_SECCIÓN DEL DOCUMENTO_

----

Fue un día difícil, quise decirle a alguien. Pero ¿qué significa eso? Doble clic, decimos ahora cuando no queremos quedarnos sólo con el titular. Hay que entrar al titular. ¿Qué significa difícil? Hay que entrar a las palabras, recorrer sus laberintos; si no, la vida humana se vuelve una repetición de cuentos oxidados.
La vida como un camino de adjetivos. ¿Qué montón de informaciones guarda el adjetivo?
—Difícil.
Amanecí con el cuello roto —digamos, roto. Quisiera vivir, por lo menos por un día, sin adjetivos. El mundo sin etiquetas. La computadora no encendía desde la noche. El grupo de mi taller de cine no terminaba de confirmar si seguiría en febrero. Preocupaciones. Caminé cargado por una cuesta de piedra hasta la ruta. Me pasé. Deni salió a recibirme y agitó los brazos desde la curva. No tenía energía ni para sentirme incómodo, le cebé mate a Demi mientras manejaba. Llegamos a la ciudad justo a las once y estacionamos a una cuadra de la escribanía. Capilla del Monte ardía. Me dio gusto ver a ese grupo de personas que sólo eran un chat. A algunos no los conocía en carne y hueso. Mientras el escribano revisaba los papeles, hicimos una reunión en la calle. Algunos se sentaron en un banco, otros quedaron de pie, otros en el borde de un local de crocs —casi le mando una foto a Lucas, que dejó sus crocs en la ruta cuando paramos a hacer pis. La gente pasaba por entre medio de nuestra reunión. Cada quien contó de sus intenciones en el lote. Tomamos decisiones. En un momento, no sé por qué, me conmoví.

----

(Extracto del conjunto de datos)
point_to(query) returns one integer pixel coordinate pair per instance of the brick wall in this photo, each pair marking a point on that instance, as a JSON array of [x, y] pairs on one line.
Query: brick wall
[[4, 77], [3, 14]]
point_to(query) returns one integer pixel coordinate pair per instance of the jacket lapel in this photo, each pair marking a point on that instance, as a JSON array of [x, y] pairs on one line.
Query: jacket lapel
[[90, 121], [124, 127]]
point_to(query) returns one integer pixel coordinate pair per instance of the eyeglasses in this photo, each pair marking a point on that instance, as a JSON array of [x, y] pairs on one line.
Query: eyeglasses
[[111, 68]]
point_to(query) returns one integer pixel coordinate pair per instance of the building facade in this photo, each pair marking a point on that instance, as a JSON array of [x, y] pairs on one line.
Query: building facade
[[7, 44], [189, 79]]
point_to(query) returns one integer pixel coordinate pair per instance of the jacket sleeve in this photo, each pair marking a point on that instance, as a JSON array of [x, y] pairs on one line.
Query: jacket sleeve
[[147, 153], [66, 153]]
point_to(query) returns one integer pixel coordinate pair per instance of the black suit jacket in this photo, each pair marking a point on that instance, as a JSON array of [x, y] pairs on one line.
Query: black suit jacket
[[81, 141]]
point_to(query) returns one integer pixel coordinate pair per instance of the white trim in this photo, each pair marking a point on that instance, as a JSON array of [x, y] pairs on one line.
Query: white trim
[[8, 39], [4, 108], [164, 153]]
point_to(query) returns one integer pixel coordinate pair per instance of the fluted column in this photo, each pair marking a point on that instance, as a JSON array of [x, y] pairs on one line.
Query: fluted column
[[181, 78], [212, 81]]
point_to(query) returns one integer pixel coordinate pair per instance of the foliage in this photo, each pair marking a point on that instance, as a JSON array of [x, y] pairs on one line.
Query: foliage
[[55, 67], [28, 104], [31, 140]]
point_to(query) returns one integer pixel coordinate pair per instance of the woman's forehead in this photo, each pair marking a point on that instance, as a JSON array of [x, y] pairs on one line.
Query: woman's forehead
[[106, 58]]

----

_QUÉ HACER_
Copia sin cambios el pasaje del fragmento sobre el día difícil que va de "Fue un día difícil, quise" a "guarda el adjetivo?".

_RESPUESTA CORRECTA_
Fue un día difícil, quise decirle a alguien. Pero ¿qué significa eso? Doble clic, decimos ahora cuando no queremos quedarnos sólo con el titular. Hay que entrar al titular. ¿Qué significa difícil? Hay que entrar a las palabras, recorrer sus laberintos; si no, la vida humana se vuelve una repetición de cuentos oxidados.
La vida como un camino de adjetivos. ¿Qué montón de informaciones guarda el adjetivo?